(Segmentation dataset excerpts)
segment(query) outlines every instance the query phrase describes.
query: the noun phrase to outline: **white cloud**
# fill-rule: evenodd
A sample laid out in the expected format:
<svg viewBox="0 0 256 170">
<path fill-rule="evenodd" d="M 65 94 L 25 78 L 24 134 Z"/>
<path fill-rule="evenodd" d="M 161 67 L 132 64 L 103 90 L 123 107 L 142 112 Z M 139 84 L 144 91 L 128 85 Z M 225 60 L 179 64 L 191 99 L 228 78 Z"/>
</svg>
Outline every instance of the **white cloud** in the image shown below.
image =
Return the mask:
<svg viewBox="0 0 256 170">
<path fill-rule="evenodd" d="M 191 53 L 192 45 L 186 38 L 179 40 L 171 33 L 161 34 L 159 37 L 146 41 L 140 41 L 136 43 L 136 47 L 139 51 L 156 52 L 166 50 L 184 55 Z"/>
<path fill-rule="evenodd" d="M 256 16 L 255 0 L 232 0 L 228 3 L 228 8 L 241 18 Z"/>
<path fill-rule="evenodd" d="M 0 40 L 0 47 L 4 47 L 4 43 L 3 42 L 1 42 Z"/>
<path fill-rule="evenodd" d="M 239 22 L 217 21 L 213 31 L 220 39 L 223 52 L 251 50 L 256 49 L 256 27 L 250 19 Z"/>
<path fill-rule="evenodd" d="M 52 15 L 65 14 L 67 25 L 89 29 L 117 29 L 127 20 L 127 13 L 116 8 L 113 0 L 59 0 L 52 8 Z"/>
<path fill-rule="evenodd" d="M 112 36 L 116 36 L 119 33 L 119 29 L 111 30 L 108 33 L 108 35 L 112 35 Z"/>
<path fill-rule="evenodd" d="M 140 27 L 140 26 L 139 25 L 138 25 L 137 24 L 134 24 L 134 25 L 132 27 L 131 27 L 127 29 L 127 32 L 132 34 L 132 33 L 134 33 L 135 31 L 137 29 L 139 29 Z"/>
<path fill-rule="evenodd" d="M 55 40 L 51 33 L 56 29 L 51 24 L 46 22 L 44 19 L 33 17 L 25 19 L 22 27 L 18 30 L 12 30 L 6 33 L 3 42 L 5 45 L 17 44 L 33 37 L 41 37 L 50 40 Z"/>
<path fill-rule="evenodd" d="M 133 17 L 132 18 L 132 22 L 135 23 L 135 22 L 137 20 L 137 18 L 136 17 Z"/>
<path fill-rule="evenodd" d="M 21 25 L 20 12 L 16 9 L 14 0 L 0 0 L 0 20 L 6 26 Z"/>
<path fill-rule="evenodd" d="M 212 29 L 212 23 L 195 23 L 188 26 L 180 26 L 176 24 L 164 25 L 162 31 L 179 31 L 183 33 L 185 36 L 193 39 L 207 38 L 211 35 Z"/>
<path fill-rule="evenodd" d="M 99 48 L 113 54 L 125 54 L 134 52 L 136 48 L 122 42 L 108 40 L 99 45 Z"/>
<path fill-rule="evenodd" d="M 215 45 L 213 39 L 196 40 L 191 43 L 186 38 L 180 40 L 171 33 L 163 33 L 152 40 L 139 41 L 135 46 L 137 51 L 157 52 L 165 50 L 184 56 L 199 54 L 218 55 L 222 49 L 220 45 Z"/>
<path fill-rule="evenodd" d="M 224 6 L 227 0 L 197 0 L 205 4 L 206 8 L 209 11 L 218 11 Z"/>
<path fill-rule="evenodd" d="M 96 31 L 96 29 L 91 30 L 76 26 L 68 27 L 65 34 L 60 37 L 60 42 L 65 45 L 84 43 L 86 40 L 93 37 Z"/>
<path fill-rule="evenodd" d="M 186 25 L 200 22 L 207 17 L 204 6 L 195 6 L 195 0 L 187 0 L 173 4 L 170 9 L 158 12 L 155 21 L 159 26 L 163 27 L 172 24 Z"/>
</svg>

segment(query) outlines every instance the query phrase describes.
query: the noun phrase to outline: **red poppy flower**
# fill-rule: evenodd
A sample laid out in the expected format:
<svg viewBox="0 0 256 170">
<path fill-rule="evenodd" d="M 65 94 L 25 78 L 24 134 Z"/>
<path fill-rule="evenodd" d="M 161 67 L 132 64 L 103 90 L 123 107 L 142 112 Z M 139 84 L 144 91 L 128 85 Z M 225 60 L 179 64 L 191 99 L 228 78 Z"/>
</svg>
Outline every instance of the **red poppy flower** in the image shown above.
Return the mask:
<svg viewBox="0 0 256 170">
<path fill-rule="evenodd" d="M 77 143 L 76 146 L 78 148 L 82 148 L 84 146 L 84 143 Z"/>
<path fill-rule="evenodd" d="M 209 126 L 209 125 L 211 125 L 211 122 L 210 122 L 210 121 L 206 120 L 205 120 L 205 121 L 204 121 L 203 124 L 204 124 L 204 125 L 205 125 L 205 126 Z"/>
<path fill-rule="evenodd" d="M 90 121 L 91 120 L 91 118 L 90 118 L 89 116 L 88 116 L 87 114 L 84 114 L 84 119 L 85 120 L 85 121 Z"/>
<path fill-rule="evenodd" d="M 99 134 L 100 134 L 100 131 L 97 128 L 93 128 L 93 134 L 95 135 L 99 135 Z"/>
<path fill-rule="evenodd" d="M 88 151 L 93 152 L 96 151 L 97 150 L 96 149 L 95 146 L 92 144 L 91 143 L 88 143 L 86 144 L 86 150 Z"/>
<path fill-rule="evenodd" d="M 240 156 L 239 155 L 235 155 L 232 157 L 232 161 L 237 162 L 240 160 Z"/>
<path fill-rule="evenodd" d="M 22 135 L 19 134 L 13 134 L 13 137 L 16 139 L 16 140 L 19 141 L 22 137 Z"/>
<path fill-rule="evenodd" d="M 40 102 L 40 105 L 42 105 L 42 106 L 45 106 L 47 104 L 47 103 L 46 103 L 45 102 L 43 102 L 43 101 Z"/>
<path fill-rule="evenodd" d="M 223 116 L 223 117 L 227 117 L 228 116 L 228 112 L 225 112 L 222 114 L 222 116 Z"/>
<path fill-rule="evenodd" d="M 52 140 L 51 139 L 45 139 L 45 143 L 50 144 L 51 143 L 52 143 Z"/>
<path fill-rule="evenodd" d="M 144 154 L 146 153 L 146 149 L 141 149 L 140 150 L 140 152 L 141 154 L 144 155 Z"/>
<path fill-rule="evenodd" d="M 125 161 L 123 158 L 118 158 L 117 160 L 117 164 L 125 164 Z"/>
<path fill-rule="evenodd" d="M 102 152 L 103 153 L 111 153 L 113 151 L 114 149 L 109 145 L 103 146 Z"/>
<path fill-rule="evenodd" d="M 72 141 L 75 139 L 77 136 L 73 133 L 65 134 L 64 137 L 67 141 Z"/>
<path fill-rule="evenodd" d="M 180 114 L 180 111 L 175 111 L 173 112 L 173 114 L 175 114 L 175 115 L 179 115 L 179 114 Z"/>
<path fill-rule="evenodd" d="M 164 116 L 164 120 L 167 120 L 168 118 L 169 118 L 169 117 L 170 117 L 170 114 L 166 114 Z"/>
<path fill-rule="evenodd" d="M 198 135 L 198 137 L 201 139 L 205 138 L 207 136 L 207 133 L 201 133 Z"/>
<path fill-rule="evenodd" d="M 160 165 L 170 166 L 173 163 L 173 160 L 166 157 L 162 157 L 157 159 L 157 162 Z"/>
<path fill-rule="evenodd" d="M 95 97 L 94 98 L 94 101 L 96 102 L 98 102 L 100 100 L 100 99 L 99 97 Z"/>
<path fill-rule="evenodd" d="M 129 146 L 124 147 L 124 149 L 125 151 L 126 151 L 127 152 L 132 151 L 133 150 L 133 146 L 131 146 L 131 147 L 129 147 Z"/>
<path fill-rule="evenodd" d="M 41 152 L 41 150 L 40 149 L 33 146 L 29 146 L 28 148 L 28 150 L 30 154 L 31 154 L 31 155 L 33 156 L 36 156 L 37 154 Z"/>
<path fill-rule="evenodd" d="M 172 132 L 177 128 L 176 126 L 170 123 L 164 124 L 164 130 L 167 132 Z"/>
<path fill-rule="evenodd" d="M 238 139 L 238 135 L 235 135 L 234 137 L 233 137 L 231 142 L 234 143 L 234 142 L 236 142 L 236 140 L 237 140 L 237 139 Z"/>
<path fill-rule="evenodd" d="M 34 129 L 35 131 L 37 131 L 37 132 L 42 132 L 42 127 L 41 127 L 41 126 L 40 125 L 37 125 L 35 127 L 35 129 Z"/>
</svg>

- **STATED TASK**: Rewrite the entries from their first line through the line containing "0 40 L 0 47", replacing "white cloud" with "gray cloud" and leaving everything else unchanged. Give only those lines.

- **RESULT**:
segment(query) outlines every instance the query phrase describes.
query: the noun phrase to outline: **gray cloud**
# fill-rule: evenodd
A sample laid out in the expected format:
<svg viewBox="0 0 256 170">
<path fill-rule="evenodd" d="M 65 94 L 25 78 L 24 134 Z"/>
<path fill-rule="evenodd" d="M 161 67 L 132 64 L 103 90 L 123 107 L 142 112 Z M 139 84 L 144 91 L 128 85 Z M 225 60 L 179 64 L 191 99 L 228 78 Z"/>
</svg>
Outline every instance of the **gray cloud** in the image shown below.
image =
Return the mask:
<svg viewBox="0 0 256 170">
<path fill-rule="evenodd" d="M 191 53 L 192 45 L 186 38 L 179 40 L 171 33 L 161 34 L 159 37 L 146 41 L 140 41 L 136 43 L 136 47 L 139 51 L 156 52 L 166 50 L 184 55 Z"/>
<path fill-rule="evenodd" d="M 256 16 L 255 0 L 232 0 L 228 3 L 228 8 L 241 18 Z"/>
<path fill-rule="evenodd" d="M 0 40 L 0 47 L 4 47 L 4 43 L 3 42 L 1 42 Z"/>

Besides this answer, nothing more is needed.